_What you need to do_
All lines in the records that carry the string "barrier" are to be shown.

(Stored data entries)

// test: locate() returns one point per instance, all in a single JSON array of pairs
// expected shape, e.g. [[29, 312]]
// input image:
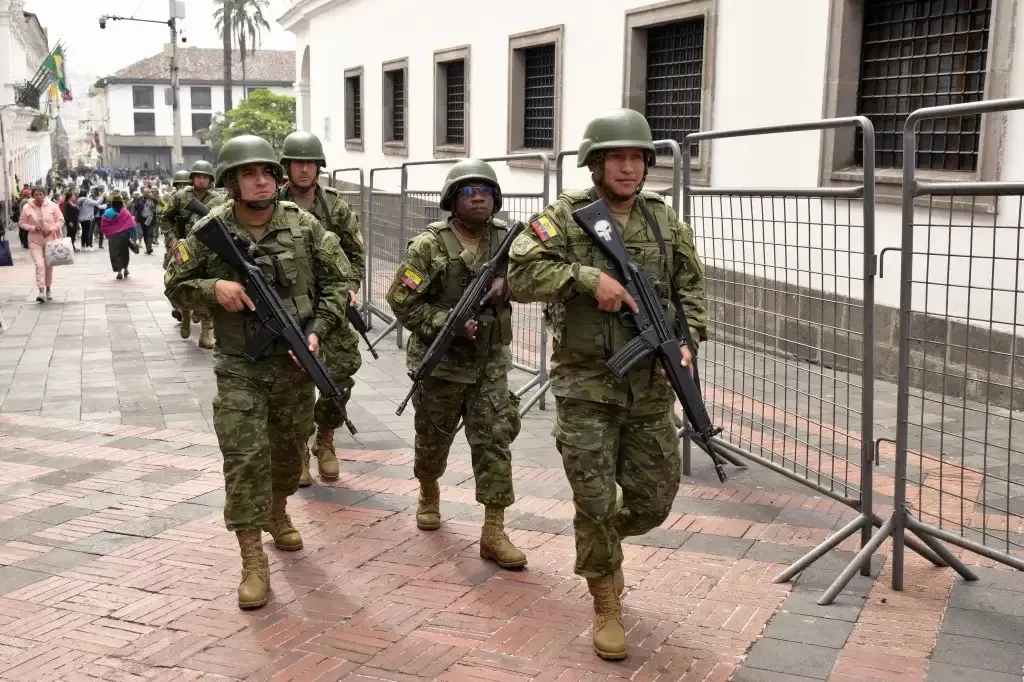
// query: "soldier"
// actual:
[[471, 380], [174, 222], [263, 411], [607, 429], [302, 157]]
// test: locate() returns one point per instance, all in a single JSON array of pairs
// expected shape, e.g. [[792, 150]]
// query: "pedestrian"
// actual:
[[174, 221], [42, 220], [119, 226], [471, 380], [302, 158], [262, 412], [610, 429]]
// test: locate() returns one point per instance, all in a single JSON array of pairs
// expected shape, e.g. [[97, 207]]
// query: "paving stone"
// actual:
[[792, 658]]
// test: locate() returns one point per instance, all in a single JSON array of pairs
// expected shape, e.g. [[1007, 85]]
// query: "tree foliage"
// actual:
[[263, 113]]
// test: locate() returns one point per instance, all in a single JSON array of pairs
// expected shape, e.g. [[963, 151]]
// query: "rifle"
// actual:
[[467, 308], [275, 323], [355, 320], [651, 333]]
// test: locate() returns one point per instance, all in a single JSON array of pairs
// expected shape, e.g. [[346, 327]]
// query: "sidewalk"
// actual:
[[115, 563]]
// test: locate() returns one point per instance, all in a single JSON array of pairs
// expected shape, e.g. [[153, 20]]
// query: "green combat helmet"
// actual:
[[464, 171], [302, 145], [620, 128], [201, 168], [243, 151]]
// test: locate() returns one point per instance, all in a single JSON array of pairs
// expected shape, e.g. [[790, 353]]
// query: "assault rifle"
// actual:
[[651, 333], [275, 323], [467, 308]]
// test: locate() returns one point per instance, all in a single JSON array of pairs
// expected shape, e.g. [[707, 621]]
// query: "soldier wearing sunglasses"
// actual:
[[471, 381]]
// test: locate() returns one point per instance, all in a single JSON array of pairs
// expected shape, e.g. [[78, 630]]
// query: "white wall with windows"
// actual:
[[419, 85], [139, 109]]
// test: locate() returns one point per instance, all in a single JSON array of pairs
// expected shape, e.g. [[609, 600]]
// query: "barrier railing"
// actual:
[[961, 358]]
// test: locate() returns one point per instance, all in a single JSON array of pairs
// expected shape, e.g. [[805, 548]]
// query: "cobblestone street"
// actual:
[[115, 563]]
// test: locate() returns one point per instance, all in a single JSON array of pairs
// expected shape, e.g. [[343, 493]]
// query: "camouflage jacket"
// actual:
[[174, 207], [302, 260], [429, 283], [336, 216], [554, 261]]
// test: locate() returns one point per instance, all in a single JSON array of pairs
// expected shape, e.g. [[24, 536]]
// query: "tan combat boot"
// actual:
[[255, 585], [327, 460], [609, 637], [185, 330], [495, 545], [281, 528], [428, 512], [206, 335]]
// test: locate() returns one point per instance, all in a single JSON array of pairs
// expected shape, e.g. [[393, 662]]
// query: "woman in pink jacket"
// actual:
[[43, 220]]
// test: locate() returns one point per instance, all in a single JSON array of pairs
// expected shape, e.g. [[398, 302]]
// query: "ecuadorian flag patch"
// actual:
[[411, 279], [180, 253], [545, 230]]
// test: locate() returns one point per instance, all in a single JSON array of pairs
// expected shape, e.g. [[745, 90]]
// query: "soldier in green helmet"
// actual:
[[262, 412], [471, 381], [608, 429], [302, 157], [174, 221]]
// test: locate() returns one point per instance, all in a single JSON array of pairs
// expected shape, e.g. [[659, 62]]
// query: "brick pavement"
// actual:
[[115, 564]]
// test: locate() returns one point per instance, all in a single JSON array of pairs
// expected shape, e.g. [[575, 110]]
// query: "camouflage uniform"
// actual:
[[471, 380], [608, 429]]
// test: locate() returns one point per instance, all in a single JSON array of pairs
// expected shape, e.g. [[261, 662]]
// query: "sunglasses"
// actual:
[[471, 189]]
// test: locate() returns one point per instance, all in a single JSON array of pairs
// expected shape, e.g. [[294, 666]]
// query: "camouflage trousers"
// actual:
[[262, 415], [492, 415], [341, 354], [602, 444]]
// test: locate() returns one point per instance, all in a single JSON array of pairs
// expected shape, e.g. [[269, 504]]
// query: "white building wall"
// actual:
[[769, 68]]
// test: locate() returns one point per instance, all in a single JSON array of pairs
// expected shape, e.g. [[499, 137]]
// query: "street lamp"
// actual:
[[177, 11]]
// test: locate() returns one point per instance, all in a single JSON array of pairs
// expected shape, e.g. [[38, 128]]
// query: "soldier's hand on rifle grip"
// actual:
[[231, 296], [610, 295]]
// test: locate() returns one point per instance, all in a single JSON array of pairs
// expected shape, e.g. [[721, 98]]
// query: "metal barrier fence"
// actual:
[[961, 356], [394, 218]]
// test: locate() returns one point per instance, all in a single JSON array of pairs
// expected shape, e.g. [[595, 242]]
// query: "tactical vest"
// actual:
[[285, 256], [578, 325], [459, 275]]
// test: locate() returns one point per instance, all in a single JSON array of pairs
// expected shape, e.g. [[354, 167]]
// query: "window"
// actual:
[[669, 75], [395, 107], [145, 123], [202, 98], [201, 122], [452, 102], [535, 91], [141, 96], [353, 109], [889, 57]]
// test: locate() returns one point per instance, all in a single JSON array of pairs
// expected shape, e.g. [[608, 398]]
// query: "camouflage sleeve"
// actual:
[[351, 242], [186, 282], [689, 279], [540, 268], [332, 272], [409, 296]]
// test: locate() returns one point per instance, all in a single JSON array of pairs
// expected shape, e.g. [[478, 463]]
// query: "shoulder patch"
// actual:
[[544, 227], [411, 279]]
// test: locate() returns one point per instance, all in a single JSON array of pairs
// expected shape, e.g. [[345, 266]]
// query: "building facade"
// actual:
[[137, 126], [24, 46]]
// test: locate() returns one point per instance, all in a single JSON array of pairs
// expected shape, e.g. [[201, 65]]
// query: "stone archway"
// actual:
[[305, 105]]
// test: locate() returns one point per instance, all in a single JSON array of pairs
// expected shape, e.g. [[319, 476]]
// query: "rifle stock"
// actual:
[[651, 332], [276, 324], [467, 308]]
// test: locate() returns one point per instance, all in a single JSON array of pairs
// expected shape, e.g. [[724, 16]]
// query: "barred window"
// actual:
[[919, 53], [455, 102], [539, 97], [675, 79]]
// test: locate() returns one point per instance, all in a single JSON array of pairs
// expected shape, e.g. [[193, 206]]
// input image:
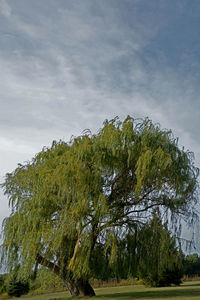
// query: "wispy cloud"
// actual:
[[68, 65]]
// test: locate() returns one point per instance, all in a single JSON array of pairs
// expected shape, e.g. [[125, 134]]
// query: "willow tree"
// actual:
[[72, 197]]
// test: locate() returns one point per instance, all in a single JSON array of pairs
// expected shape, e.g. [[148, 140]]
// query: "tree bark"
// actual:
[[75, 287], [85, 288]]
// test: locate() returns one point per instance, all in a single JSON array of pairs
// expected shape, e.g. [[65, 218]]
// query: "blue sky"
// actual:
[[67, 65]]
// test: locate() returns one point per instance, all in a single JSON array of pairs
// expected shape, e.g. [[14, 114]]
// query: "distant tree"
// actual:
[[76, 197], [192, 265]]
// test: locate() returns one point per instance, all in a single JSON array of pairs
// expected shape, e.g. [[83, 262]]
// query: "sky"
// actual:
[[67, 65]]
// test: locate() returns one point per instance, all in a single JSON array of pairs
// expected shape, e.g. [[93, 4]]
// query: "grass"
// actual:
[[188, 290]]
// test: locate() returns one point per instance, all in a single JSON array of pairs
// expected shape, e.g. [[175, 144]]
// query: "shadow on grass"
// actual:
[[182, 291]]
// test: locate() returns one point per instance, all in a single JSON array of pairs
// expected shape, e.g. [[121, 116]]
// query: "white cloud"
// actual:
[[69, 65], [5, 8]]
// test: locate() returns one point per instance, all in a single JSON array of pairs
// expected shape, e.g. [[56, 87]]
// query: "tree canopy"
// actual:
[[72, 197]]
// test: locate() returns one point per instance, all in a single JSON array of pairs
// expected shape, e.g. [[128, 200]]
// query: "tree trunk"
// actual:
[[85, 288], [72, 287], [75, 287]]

_Solution for this exercise_
// query: "barrier railing"
// query: "metal barrier fence"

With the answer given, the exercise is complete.